How can you help? You can help our project by downloading and running our client software. Our algorithms are designed such that for every computer that joins the project, we get a commensurate increase in simulation speed.
FAH client applications are available for the Macintosh, PC, and Linux, and GPU and SMP clients are also available. In fact, Sony has developed a FAH client for its Playstation 3 consoles (it’s included with system version 1.6 and later, and downloadable otherwise) to leverage its CELL microprocessor to provide performance at a 20 GigaFLOP scale.
As you’ll note in the architecture overview below, the @home with Windows Azure project specifically leverages the FAH Windows console client.
The @home with Windows Azure project comprises two distinct Azure applications, the distributed.cloudapp.net site (on the right in the diagram below) and the application you deploy to your own account via the source code we’ve provided (shown on the left). We’ll call this the Azure@home application from here on out.
distributed.cloudapp.net has three main purposes:
- Serve as the ‘go-to’ site for this effort with download instructions, webcast recordings, and links to other Azure resources.
- Log and reflect the progress made by each of the individual contributors to the project (including the cool Silverlight map depicted below)
- Contribute itself to the effort by spawning off Folding@home work units.
The other Azure service in play is the one you can download from distributed.cloudapp.net (either in VS2008 or VS2010 format) – the one we’re referring to as Azure@home. This cloud application contains a web front end and a worker role implementation that wraps the console client downloaded from the Folding@home site. When you deploy this application, you will be setting up a small web site including a default page (image the left below) with a Bing Maps UI and a few text fields to kick off the folding activity. Worker roles deployed with the Azure service are responsible for spawning the Folding@home console client application - within a VM in Azure - and reporting the progress to both your local account’s Azure storage and the distributed.cloudapp.net application (via a WCF service call).

TO-DO LIST:
A - In the Azure@home excerpt, condense the paragraph beginning "The other Azure service in play" into a short bulleted list that keeps its main facts.
B - Write the next paragraph of the Azure@home excerpt, picking up after its final sentence.
The items after the excerpt were drawn from a separate source.

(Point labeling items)
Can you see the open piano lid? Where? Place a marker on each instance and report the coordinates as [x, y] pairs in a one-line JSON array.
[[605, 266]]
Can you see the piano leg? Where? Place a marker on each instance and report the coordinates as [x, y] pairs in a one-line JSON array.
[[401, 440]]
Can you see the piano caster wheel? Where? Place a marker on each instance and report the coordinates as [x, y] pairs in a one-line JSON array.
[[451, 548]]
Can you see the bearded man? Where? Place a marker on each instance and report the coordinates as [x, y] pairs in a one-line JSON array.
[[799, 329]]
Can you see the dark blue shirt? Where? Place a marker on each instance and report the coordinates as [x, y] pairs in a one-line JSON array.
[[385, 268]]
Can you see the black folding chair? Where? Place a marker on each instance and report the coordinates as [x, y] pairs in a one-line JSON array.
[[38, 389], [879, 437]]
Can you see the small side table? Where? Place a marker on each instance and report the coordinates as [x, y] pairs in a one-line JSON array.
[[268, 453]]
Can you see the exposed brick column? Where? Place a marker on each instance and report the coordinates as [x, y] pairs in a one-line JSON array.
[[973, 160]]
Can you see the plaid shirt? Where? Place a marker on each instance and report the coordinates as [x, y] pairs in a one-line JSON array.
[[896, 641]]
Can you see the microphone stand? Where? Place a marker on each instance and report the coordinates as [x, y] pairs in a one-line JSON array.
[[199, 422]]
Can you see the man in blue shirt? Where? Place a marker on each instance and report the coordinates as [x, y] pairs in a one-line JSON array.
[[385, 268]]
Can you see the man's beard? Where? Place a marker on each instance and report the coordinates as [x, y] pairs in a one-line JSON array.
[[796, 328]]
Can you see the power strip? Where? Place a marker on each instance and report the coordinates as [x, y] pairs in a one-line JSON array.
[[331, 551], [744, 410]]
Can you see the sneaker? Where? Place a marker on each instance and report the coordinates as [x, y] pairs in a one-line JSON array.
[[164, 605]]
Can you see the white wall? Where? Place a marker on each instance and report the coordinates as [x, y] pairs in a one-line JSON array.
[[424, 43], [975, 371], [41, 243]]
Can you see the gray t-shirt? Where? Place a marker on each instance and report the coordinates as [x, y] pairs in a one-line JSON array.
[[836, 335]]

RESULTS FOR EACH TASK:
A -
- Azure@home is the second Azure service. It can be downloaded from distributed.cloudapp.net in VS2008 or VS2010 format.
- It contains a web front end and a worker role that wraps the Folding@home console client.
- Deploying it sets up a small website. The default page has a Bing Maps UI and a few text fields for starting the folding activity.
- Worker roles start the console client inside a VM in Azure. They report progress to your account's Azure storage and, through a WCF service call, to distributed.cloudapp.net.

B -
Via your own service’s website you can keep tabs on the contribution your deployment is making to the Folding@home effort (image to right above), and via distributed.cloudapp.net you can view the overall impact of the @home with Windows Azure project – as I’m writing this the project is ranked 583 out of over 184,000 teams; that’s in roughly the top 0.3% after a little over two months, not bad!
I’ll be exploring the design and implementation of the Azure@home piece via upcoming posts on my blog.
Everything you need to know about getting started with @home with Windows Azure is available at the distributed.cloudapp.net site, but here’s a summary:
- Operating System
- Windows 7
- Windows Server 2008 R2
- WIndows Server 2008
- Windows Vista
- Visual Studio development environment
- Windows Azure Tools for Visual Studio (which includes the SDK) and has the following prerequisites
- IIS 7 with WCF Http Activation enabled
- SQL Server 2005 Express Edition (or higher) – you can install SQL Server Express with Visual Studio or download it separately.
- Azure@home source code
- Folding@home console client For Windows XP/2003/Vista (from Stanford’s site)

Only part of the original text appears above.